*Entries provided*:
□ □ □ □

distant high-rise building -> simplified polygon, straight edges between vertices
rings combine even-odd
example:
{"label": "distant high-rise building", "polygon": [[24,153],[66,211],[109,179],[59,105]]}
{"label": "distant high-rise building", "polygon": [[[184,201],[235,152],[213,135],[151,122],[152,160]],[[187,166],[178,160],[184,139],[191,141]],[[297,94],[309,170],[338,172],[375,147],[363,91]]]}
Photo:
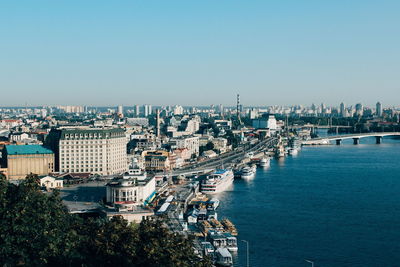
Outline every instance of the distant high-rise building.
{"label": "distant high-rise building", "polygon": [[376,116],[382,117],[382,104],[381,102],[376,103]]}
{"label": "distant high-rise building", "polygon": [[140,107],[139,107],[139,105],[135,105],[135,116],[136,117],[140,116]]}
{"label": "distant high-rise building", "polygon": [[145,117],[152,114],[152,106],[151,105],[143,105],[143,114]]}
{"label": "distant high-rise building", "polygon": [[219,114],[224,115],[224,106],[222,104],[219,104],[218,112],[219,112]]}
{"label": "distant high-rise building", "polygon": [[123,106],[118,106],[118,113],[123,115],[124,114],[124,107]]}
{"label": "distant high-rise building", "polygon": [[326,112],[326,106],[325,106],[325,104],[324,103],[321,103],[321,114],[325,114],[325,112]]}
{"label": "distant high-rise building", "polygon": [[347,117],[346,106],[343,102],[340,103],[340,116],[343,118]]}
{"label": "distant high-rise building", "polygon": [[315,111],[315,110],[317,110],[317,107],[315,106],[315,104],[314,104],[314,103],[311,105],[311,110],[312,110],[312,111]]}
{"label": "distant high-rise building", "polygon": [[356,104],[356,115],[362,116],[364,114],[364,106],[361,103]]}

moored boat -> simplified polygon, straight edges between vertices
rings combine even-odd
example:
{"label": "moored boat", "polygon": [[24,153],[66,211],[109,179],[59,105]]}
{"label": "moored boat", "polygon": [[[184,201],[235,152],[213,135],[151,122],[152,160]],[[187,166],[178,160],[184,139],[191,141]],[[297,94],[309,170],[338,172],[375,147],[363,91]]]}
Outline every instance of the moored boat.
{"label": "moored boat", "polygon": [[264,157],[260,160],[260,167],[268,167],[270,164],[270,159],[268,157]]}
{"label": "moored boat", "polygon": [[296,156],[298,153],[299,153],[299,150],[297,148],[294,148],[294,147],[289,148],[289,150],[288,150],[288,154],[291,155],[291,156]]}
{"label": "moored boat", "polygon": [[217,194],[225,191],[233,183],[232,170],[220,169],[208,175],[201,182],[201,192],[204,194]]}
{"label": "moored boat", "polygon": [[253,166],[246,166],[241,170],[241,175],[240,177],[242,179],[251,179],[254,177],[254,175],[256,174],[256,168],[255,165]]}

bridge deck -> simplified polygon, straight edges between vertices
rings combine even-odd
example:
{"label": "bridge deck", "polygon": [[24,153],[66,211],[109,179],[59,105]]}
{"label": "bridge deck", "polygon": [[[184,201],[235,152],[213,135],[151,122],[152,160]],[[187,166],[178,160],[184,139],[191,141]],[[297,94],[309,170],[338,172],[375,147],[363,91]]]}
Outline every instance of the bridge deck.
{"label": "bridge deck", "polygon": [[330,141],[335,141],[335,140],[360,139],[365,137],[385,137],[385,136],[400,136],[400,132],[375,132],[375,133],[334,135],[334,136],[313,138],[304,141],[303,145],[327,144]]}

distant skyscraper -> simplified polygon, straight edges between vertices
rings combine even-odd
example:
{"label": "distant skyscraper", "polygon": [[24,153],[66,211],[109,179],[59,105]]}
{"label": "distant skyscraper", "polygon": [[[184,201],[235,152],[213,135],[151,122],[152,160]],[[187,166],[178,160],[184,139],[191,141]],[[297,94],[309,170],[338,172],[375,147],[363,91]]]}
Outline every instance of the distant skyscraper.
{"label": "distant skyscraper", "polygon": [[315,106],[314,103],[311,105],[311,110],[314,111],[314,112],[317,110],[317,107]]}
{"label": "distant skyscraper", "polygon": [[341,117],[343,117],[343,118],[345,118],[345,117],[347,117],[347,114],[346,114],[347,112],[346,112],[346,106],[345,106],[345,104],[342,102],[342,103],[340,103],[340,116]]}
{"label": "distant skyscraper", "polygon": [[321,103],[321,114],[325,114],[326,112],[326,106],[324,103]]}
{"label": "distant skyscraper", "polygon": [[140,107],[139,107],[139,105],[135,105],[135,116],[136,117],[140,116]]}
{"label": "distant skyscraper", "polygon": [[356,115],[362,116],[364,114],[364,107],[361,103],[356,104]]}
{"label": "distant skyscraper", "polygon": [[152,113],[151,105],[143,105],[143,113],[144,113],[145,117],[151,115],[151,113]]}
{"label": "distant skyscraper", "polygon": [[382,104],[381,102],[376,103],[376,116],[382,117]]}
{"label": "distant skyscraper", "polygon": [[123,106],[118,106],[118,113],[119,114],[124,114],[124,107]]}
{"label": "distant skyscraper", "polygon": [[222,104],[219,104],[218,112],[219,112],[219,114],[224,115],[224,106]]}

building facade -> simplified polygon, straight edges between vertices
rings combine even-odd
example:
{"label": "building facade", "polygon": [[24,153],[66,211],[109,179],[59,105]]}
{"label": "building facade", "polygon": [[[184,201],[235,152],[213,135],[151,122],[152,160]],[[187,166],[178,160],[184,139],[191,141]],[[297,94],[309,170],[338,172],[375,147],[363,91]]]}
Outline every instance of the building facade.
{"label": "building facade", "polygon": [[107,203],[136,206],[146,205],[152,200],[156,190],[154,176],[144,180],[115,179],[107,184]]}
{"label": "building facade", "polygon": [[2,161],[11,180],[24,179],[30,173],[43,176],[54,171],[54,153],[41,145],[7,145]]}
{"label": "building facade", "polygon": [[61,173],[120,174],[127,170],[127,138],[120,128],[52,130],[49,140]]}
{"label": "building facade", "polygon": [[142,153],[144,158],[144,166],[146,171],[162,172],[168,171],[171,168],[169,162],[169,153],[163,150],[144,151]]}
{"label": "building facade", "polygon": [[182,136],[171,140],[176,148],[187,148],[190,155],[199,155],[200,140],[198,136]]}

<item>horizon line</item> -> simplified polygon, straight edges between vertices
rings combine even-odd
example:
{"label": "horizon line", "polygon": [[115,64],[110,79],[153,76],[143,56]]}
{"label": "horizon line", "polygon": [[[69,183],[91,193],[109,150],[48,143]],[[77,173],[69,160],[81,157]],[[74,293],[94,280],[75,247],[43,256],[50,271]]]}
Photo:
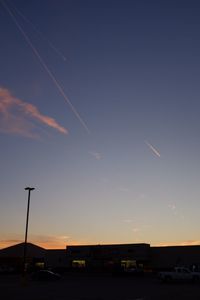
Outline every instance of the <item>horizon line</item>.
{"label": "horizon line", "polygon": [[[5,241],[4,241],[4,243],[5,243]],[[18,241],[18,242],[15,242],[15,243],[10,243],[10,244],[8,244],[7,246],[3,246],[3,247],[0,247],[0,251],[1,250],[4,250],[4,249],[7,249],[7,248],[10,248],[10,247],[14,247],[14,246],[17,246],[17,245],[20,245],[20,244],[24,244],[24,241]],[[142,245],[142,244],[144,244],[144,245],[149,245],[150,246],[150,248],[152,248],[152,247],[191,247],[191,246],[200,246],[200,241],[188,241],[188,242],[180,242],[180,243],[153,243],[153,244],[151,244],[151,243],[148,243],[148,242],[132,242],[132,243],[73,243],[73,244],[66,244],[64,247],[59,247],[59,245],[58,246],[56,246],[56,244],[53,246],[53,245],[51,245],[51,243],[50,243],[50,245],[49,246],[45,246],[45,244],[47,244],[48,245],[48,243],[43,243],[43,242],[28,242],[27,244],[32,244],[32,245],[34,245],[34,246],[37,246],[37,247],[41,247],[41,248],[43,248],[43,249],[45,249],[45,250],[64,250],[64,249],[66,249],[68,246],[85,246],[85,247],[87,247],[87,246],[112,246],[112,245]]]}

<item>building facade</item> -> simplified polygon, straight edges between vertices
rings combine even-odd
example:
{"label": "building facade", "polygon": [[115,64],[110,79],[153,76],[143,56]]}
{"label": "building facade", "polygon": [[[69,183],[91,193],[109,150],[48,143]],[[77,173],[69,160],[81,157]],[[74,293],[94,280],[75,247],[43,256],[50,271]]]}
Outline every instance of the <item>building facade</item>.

□ □ □ □

*Directions*:
Check each line of the entries above, and show every one holding the word "between".

*Reply*:
distant high-rise building -> simplified polygon, straight edges between vertices
moored boat -> simplified polygon, straight edges between vertices
bridge deck -> simplified polygon, straight edges between vertices
distant skyscraper -> simplified polygon, straight edges between vertices
building facade -> simplified polygon, straight edges between vertices
<item>horizon line</item> -> simplified polygon, straight edges between vertices
<item>building facade</item> -> simplified polygon, straight edges between vertices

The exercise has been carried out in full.